───── Document section ─────

All things being equal, these constraints generally result in underreporting of the findings.
Findings: RDP, SMB, and Telnet
We should start this section by stating that any non-zero number of these services made available to the general internet is considered to be unacceptable in organisations with mature security programmes. Followers of the Rapid7 blog and past Rapid7 research reports will be quite familiar with this advice, but looking at the calendar here in 2021, we have to note that it's been a while since the last major worm outbreak on the internet. NotPetya (SMB) was 2018, WannaCry (also SMB) was 2017, and Mirai (Telnet) was way back in 2016. Despite all the vulnerability and exploit churn we saw in 2019 and 2020, we appear to be overdue for another self-replicating issue across open ports to insecure services. Closing off your exposure to these services will certainly save you weeks of cleanup later.
Windows Remote Desktop Protocol (RDP)
While some may think that RDP should be considered an exception to this rule, we'd argue that there are commonly available techniques and technologies such virtual private networks (VPNs), RDP Gateway servers, and firewall access control lists (ACLs) that remove the risk related to this technology and so, as a general rule, RDP shouldn't be exposed to source addresses outside of the organisation.
Since we're on the topic of RDP, let's start with the discussion with the findings there. On the default RDP port of 3389/tcp, we observed 28 services across five companies. One organisation in the Information Technology industry accounted for 68% of the observed RDP services.
The graphic above shows that the overall numbers are mostly attributable to just a few companies and aren't inherent to the operations of a specific industry.
On a positive note, when we looked at the security requirements for RDP authentication, we found that 93% required Network-Level Authentication (NLA). 27 NLA, introduced in Windows Server 2008, enforces Transport Layer Security (TLS) protection of traffic in-flight, strengthens authentication options, and significantly reduces the risk and impacts related to brute force and certain denial-of-service attacks. NLA has been enabled by default since Windows 2012. The lack of NLA serves as a proxy indicator for older infrastructure either on the server itself or a requirement for compatibility with older clients. The only other reason for not having NLA enabled is that it doesn't allow authentication with expired passwords. That is another reason to deploy RDP Gateway servers, VPNs, or other infrastructure to provide facilities for changing the password as well as enable security access to remote desktop services.
On a positive note, when we looked at the security requirements for RDP authentication, we found that 93% required Network-Level Authentication (NLA).
Windows Server Message Block (SMB)
The SMB protocol is for file- and print-sharing as well as interprocess communication on Windows and compatible networks. We say this in every report, 28but SMB should never be exposed to the internet. The risks include data leakage from file shares, credential compromise via brute force attacks, and malware infection (think of the previously noted Conficker and WannaCry) via vulnerabilities in the host operating system or service. Given the plethora of options for securely sharing files, SMB shares aren't worth the risk.
When we surveyed the ASX 200, we took a look at two different SMB ports: 139/tcp and 445/tcp. Port 139/tcp is used for older variants of SMB, and its presence is generally a sign of very old software and legacy requirements. In our surveys, we only found one server, which was in the Energy sector. It was running an open source SMB server called Samba. 29 The version of Samba we observed (3.3.4) was released in late 2009 and contains quite a few critical vulnerabilities.
We also surveyed SMB on port 445/tcp. Introduced in Windows 2000, this transport for SMB removed some of the legacy protocol overhead. In our research, we observed five servers across four organisations.

───── Dataset extract ─────

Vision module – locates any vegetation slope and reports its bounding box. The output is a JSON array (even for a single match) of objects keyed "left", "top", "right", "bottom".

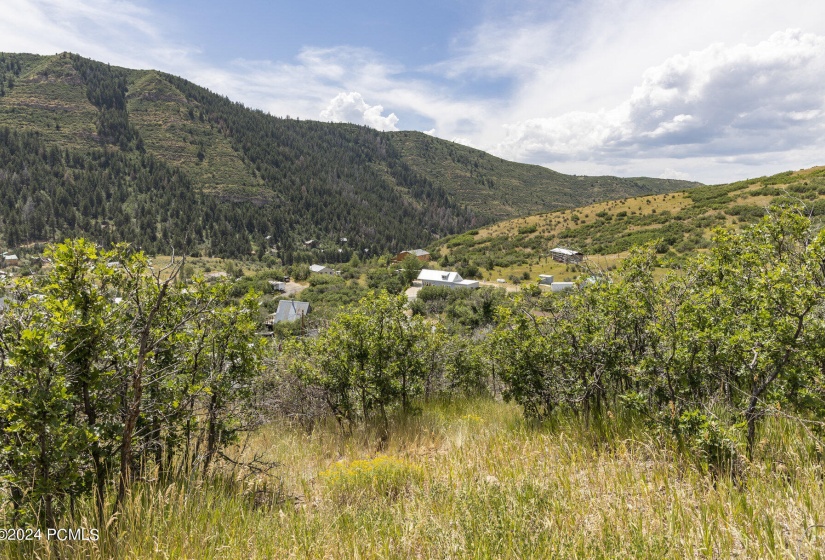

─────

Required action 1
Using the excerpt on RDP, SMB, and Telnet findings, answer each question:
(a) To which industry did the organisation accounting for 68% of observed RDP services belong?
(b) Which version of Samba was observed on the server using port 139/tcp?
(c) Which worm outbreak involving Telnet is named, and in what year did it occur?
Required action 2
Reproduce the portion of the excerpt on RDP, SMB, and Telnet findings between "When we surveyed" and "few critical vulnerabilities.", inclusive.
The listing is not required for any of this work.

Result 1
(a) Information Technology
(b) 3.3.4
(c) Mirai, in 2016

Result 2
When we surveyed the ASX 200, we took a look at two different SMB ports: 139/tcp and 445/tcp. Port 139/tcp is used for older variants of SMB, and its presence is generally a sign of very old software and legacy requirements. In our surveys, we only found one server, which was in the Energy sector. It was running an open source SMB server called Samba. 29 The version of Samba we observed (3.3.4) was released in late 2009 and contains quite a few critical vulnerabilities.